Look below for the line with "Where can you spot the blonde hair", and from there restate every line word for word until the entries end.

..........

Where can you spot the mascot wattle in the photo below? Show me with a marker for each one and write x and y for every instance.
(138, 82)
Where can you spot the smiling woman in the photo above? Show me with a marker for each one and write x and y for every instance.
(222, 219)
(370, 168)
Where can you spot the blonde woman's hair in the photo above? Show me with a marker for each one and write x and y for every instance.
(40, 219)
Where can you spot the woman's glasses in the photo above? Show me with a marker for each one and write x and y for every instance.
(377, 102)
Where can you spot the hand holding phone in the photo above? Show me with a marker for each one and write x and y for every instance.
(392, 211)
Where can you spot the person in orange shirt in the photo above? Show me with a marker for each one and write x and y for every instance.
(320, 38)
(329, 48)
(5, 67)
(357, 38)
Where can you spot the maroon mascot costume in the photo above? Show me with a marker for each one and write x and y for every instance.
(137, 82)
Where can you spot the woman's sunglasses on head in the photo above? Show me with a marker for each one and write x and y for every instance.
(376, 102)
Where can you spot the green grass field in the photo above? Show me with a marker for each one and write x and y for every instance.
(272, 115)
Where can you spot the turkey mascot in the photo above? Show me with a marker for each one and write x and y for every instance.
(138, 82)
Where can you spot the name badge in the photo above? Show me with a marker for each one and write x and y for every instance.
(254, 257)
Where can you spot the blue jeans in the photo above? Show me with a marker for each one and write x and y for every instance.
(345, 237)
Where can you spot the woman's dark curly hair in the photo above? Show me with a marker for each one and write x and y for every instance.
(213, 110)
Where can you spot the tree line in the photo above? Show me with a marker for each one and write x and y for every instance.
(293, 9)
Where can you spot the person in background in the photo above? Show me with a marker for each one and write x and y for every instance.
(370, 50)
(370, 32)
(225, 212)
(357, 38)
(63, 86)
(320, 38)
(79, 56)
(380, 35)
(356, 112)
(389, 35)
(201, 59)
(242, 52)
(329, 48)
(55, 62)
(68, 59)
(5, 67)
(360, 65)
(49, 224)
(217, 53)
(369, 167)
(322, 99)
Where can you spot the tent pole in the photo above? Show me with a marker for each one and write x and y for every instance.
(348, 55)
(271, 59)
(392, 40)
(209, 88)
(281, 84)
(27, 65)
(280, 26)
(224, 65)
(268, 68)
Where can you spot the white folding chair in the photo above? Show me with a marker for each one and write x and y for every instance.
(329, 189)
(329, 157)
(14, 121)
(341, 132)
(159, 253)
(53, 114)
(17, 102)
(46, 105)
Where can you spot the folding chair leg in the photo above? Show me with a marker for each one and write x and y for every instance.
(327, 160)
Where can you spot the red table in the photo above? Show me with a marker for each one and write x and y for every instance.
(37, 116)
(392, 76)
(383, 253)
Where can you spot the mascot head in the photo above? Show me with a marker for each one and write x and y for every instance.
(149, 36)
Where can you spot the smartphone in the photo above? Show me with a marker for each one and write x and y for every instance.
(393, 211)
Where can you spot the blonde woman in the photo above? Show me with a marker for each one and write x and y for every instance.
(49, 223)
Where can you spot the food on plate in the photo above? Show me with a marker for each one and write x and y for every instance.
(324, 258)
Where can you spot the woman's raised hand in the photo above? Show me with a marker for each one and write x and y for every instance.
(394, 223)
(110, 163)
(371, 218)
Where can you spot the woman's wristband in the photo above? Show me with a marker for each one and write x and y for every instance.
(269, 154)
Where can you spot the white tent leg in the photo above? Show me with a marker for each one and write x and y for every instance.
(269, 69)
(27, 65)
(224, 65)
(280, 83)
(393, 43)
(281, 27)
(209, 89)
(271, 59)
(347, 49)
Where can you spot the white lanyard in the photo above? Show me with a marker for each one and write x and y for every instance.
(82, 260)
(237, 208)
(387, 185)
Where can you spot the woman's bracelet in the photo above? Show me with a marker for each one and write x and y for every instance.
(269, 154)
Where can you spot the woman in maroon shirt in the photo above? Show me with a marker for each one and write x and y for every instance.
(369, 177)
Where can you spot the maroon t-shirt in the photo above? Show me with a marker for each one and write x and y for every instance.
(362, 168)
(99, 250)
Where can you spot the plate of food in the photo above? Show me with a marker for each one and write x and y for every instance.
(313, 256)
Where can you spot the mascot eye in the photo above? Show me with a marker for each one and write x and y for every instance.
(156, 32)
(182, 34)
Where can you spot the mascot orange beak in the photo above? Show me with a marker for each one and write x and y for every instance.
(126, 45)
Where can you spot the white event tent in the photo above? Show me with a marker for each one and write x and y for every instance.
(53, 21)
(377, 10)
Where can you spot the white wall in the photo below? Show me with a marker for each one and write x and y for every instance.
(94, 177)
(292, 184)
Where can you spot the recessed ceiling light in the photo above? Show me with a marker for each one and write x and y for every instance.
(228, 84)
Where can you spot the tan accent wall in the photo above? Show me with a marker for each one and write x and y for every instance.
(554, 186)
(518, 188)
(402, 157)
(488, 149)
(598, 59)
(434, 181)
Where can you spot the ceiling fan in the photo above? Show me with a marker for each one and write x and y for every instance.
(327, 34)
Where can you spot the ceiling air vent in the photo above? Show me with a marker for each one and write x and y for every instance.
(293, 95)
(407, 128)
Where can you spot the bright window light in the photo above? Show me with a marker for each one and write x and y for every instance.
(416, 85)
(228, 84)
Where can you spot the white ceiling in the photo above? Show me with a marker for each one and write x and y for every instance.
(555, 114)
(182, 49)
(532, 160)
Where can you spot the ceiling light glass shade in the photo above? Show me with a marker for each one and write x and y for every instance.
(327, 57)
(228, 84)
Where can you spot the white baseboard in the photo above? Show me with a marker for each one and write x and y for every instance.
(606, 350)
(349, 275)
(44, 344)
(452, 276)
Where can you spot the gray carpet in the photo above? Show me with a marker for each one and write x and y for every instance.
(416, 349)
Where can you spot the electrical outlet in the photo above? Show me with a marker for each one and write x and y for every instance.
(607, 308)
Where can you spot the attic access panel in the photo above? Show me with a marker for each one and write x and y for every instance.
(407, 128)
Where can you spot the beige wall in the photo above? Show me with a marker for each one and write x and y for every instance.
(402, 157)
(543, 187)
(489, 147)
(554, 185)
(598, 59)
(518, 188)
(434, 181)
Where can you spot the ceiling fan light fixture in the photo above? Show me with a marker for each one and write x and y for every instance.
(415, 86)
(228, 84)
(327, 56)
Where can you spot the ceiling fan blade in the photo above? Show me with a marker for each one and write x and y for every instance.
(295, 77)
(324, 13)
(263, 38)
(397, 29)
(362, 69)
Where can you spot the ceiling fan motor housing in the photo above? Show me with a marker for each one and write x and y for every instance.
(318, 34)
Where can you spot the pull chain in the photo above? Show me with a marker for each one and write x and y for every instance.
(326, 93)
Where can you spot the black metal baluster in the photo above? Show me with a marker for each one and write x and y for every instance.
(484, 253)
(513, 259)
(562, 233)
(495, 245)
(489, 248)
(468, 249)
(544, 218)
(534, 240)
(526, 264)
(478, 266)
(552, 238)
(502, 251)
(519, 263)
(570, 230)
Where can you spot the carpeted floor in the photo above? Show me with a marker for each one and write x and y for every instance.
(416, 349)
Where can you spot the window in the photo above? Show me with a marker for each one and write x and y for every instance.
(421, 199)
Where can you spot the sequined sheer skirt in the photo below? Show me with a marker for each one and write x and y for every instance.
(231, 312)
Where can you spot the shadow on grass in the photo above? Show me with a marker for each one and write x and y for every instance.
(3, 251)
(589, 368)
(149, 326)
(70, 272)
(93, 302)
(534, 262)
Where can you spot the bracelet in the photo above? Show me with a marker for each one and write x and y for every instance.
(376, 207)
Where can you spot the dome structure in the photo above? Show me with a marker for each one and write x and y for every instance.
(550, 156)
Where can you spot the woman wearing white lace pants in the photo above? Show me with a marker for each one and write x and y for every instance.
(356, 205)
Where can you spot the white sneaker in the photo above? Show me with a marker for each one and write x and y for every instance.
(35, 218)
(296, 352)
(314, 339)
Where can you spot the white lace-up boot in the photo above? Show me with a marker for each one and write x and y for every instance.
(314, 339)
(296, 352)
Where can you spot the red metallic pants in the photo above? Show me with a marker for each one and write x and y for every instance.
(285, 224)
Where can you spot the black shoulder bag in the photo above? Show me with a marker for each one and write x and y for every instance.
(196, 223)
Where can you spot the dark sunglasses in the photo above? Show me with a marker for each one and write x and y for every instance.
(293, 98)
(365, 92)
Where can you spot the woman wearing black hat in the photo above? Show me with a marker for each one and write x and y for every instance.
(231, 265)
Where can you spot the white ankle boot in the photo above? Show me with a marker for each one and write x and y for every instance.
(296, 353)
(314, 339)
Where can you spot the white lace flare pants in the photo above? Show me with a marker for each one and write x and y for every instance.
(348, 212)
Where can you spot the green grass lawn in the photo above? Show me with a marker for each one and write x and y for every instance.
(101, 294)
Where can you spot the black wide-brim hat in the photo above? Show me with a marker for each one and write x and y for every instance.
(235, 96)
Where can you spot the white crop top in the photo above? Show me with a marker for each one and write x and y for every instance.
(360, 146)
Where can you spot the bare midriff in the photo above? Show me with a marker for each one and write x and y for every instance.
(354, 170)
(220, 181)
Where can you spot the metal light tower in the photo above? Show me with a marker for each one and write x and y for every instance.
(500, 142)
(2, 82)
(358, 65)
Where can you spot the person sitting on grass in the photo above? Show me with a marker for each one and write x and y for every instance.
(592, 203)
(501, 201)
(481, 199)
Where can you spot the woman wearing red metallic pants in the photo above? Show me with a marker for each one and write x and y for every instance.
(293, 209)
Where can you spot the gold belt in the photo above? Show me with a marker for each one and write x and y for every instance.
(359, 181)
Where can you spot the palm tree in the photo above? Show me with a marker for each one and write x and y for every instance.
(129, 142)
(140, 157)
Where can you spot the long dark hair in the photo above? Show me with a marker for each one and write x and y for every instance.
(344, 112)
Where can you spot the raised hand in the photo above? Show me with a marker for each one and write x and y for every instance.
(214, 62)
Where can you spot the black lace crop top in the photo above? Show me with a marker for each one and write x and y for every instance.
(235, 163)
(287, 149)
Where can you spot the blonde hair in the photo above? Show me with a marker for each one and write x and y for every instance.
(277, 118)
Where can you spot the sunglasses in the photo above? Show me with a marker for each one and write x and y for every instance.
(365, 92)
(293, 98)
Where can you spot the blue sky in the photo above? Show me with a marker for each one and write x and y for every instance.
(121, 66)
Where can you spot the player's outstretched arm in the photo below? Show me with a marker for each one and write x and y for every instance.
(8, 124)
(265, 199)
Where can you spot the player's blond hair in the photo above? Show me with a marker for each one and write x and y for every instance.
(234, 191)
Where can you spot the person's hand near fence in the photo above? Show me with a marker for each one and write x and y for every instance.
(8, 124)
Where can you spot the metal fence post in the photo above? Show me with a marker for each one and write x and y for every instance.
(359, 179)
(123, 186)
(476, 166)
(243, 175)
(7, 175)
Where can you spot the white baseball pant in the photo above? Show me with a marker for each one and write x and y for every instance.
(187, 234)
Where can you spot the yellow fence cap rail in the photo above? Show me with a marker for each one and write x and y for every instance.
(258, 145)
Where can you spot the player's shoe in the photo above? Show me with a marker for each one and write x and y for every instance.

..........

▸ **Output of the task**
Where can you spot the blonde hair in the photo above? Show me with a marker for each one and write x and y for every instance.
(277, 118)
Where can you spot the sunglasses in the photo above? Show me with a marker for each one and write x and y for every instance.
(365, 92)
(293, 98)
Where can you spot the blue sky in the photo above? Show me with a marker for each one and write x and y for every instance.
(121, 66)
Where can you spot the player's outstretched arm in the photo below? Show me with a marker for each one and write x and y for every instance.
(8, 124)
(265, 199)
Where can you spot the player's blond hair in the photo above? Show me with a marker for each one and write x and y for every instance.
(234, 191)
Where can you spot the person's hand near fence in the photo above? Show me with a marker for each one and write x and y for every instance.
(8, 124)
Where can you spot the metal fence post in the photo above? Show me with a marker for each one and write x and y for every instance.
(359, 179)
(123, 186)
(476, 166)
(243, 175)
(7, 175)
Where can you spot the white baseball pant in the photo above? Show me with a marker for each one and write x and y for every instance.
(187, 234)
Where can you spot the yellow fence cap rail in the photo above? Show me with a marker for each one and write x and y for every instance.
(258, 145)
Where can you spot the player's shoe in the photo above? Show me with a marker for each one and write x and y for every instance.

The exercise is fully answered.